Records from a collection:
-*-

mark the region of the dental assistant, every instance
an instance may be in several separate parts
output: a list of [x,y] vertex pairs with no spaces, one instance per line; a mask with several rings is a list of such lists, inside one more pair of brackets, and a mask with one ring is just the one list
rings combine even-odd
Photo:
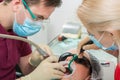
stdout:
[[[60,5],[61,0],[4,0],[0,3],[0,34],[27,38],[40,31],[42,20],[48,19]],[[51,54],[49,47],[45,48]],[[62,78],[65,68],[57,57],[50,56],[36,67],[30,62],[32,54],[28,43],[0,38],[0,80],[15,80],[17,64],[25,76],[16,80]]]
[[97,47],[112,51],[109,54],[118,59],[114,80],[120,80],[120,0],[83,0],[77,14],[90,33],[79,49],[91,39],[94,45],[83,46],[85,50]]

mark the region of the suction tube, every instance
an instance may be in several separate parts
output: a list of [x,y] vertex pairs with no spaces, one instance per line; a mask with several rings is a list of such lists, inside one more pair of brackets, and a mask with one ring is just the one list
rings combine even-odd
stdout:
[[22,37],[18,37],[18,36],[12,36],[12,35],[7,35],[7,34],[0,34],[0,37],[1,38],[9,38],[9,39],[14,39],[14,40],[20,40],[20,41],[23,41],[23,42],[27,42],[29,43],[30,45],[33,45],[37,51],[39,52],[40,55],[42,55],[44,58],[48,57],[49,55],[44,51],[42,50],[37,44],[35,44],[34,42],[26,39],[26,38],[22,38]]

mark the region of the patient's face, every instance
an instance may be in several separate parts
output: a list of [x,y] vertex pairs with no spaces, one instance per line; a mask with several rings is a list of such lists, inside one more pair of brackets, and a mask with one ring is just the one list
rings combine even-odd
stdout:
[[[66,60],[71,60],[72,57],[68,57]],[[61,80],[89,80],[89,69],[85,67],[83,64],[78,64],[74,62],[75,64],[75,71],[73,75],[69,77],[63,77]]]
[[75,64],[76,70],[72,76],[68,78],[63,78],[62,80],[88,80],[89,69],[81,64]]

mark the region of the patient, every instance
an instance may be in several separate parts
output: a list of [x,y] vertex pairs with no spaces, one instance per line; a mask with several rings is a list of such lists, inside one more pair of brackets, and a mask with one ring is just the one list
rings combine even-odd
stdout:
[[[77,51],[71,50],[70,53],[75,54]],[[71,60],[67,57],[65,61]],[[75,71],[69,77],[63,77],[62,80],[102,80],[101,69],[98,60],[88,53],[82,53],[79,58],[73,62]]]

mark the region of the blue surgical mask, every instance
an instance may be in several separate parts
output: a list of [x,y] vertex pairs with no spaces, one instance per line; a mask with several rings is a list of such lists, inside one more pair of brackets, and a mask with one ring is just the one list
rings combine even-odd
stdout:
[[16,15],[15,15],[15,21],[13,24],[13,31],[18,35],[22,37],[31,36],[37,32],[40,31],[42,26],[42,23],[40,21],[33,21],[26,17],[23,24],[19,24],[16,21]]
[[42,27],[42,23],[40,21],[34,21],[37,17],[32,13],[29,6],[26,4],[24,0],[22,0],[22,3],[24,7],[28,10],[29,14],[31,15],[31,18],[26,17],[23,24],[19,24],[16,20],[16,14],[15,14],[15,20],[13,23],[13,31],[18,35],[22,37],[31,36],[38,31],[40,31]]
[[[103,35],[104,35],[104,33],[103,33]],[[94,42],[94,44],[97,46],[97,47],[99,47],[99,48],[101,48],[101,49],[103,49],[103,50],[117,50],[118,49],[118,47],[113,43],[110,47],[108,47],[108,48],[106,48],[106,47],[104,47],[101,43],[100,43],[100,40],[102,39],[102,37],[103,37],[103,35],[100,37],[100,39],[96,39],[93,35],[90,35],[90,39]]]

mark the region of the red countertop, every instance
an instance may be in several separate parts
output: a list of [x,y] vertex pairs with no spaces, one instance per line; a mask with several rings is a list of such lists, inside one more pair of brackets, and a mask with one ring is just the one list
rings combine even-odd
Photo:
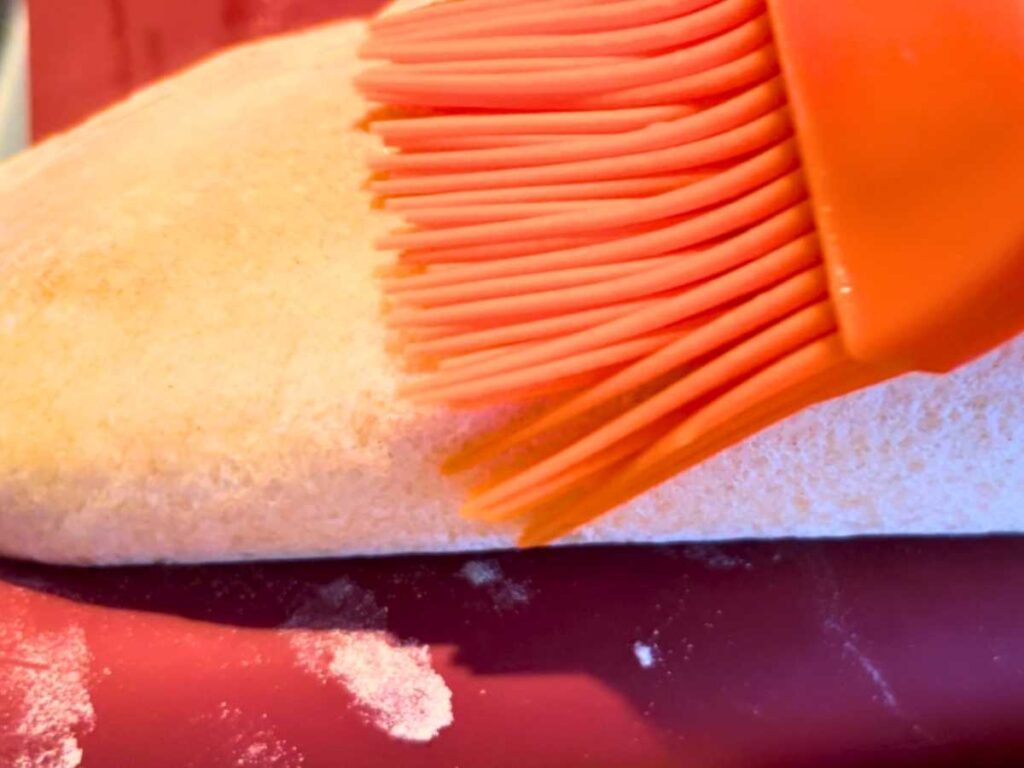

-*-

Your copy must reproduce the entries above in full, without their pictures.

mark the region of the dental assistant, every instance
an instance may be in several separate parts
output: a list of [x,y] vertex pairs with no spaces, one instance per line; a mask with several rings is a list of such lists, inside one more pair of brackets, and a mask with one ring is just the one list
rings combine even-odd
Photo:
stdout:
[[[60,5],[61,0],[4,0],[0,3],[0,34],[27,38],[40,31],[42,20],[48,19]],[[51,54],[49,47],[45,48]],[[62,78],[65,68],[57,57],[50,56],[36,67],[30,62],[32,54],[28,43],[0,38],[0,80],[15,80],[17,64],[25,76],[16,80]]]
[[97,47],[112,51],[109,54],[118,59],[114,80],[120,80],[120,0],[83,0],[77,14],[90,33],[79,49],[91,39],[94,45],[83,46],[85,50]]

mark the region of the suction tube, every instance
an instance may be in several separate parts
output: a list of [x,y] vertex pairs with no spaces, one instance per line; a mask with several rings is a list of such lists, inside one more pair of brackets, and a mask with one ring is just the one list
rings combine even-odd
stdout:
[[22,37],[18,37],[18,36],[12,36],[12,35],[7,35],[7,34],[0,34],[0,37],[1,38],[9,38],[9,39],[14,39],[14,40],[20,40],[20,41],[23,41],[23,42],[27,42],[29,43],[30,45],[33,45],[37,51],[39,52],[40,55],[42,55],[44,58],[48,57],[49,55],[44,51],[42,50],[37,44],[35,44],[34,42],[26,39],[26,38],[22,38]]

mark the region of the patient's face, every instance
an instance may be in several separate parts
output: a list of [x,y] vertex pairs with no spaces, one instance per line; a mask with several rings is a list of such lists, inside one more pair of brackets, and a mask with one ring is just the one list
rings combine even-odd
stdout:
[[[66,60],[71,60],[72,57],[68,57]],[[61,80],[89,80],[89,69],[85,67],[83,64],[78,64],[74,62],[75,64],[75,71],[73,75],[69,77],[63,77]]]
[[75,64],[76,70],[72,76],[68,78],[63,78],[62,80],[88,80],[89,69],[81,64]]

mark the region of the patient, every instance
an instance may be in several separate parts
output: a list of [x,y] vertex pairs with no spaces, one instance per line; a mask with several rings is a list of such lists, inside one more pair of brackets, and a mask with one ring is just the one list
rings combine even-odd
stdout:
[[[77,51],[71,50],[70,53],[75,54]],[[71,60],[67,57],[65,61]],[[75,71],[69,77],[63,77],[62,80],[102,80],[101,69],[98,60],[88,53],[82,53],[79,58],[73,62]]]

mark the region of the blue surgical mask, every instance
an instance may be in several separate parts
output: a list of [x,y] vertex pairs with no spaces, one instance per line; a mask with several rings is a list of such lists, inside one more pair of brackets, and a mask with one ring is just the one list
rings combine even-odd
stdout:
[[16,15],[15,15],[15,21],[13,24],[13,31],[18,35],[22,37],[31,36],[37,32],[40,31],[42,26],[42,23],[40,21],[33,21],[26,17],[23,24],[19,24],[16,21]]
[[42,27],[42,23],[40,21],[34,21],[37,17],[32,13],[29,6],[26,4],[24,0],[22,0],[22,3],[24,7],[28,10],[29,14],[31,15],[31,18],[26,17],[23,24],[19,24],[16,20],[16,14],[15,14],[15,20],[13,23],[13,31],[18,35],[22,37],[31,36],[38,31],[40,31]]
[[[103,35],[104,35],[104,33],[103,33]],[[94,42],[94,44],[97,46],[97,47],[99,47],[99,48],[101,48],[101,49],[103,49],[103,50],[117,50],[118,49],[118,47],[113,43],[110,47],[108,47],[108,48],[106,48],[106,47],[104,47],[101,43],[100,43],[100,40],[102,39],[102,37],[103,37],[103,35],[100,37],[100,39],[96,39],[93,35],[90,35],[90,39]]]

mark the region of the red countertop, every instance
an instance may be in several separate parts
output: a list of [x,y] vertex pairs with no spaces, one instance per line; a mask with several rings is a list of such lists, inside one more pair of brackets, and a mask with one ring is just the one list
rings combine even-odd
Photo:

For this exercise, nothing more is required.